Challenge
Please render the rows below as a JSON list of strings, one string per line and blank lines left out, beginning at the line that has "Draw the outline of every instance of the tile grid" and stopping after the final row.

Information provided

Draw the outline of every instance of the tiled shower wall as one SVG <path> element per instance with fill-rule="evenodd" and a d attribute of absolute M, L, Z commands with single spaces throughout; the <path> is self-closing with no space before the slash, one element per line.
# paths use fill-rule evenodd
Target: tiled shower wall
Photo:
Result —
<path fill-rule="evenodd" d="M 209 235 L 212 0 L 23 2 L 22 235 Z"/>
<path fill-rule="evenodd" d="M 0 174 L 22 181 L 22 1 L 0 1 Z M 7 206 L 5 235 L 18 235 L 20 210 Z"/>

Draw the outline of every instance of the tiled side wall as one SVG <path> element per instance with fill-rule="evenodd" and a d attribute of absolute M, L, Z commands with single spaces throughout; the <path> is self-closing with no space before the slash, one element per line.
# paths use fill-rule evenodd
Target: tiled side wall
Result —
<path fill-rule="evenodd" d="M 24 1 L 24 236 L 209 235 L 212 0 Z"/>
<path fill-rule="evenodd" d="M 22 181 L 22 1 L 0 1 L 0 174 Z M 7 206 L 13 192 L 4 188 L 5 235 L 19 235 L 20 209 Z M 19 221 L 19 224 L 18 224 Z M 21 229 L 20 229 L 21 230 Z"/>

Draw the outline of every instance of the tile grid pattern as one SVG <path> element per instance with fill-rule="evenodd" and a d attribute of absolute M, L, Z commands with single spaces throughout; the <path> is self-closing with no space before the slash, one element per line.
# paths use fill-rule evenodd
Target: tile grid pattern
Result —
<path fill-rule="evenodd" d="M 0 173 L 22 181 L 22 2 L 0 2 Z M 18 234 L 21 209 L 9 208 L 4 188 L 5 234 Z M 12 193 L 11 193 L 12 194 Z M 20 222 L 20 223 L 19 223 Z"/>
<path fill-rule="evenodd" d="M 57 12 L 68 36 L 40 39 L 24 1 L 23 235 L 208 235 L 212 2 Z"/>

Output below
[
  "Draw the outline of every instance of the tile grid pattern as one SVG <path> element per instance with fill-rule=\"evenodd\" and a d attribute of absolute M, L, Z commands with single spaces throughout; the <path> is self-closing with no space before the slash, one element per line.",
  "# paths use fill-rule evenodd",
  "Target: tile grid pattern",
  "Result —",
  "<path fill-rule=\"evenodd\" d=\"M 0 173 L 22 181 L 22 2 L 0 2 Z M 18 234 L 21 209 L 9 208 L 4 188 L 5 234 Z M 12 193 L 11 193 L 12 194 Z M 20 222 L 20 223 L 19 223 Z\"/>",
  "<path fill-rule=\"evenodd\" d=\"M 57 12 L 68 36 L 40 39 L 24 1 L 23 235 L 208 235 L 212 2 Z\"/>"
]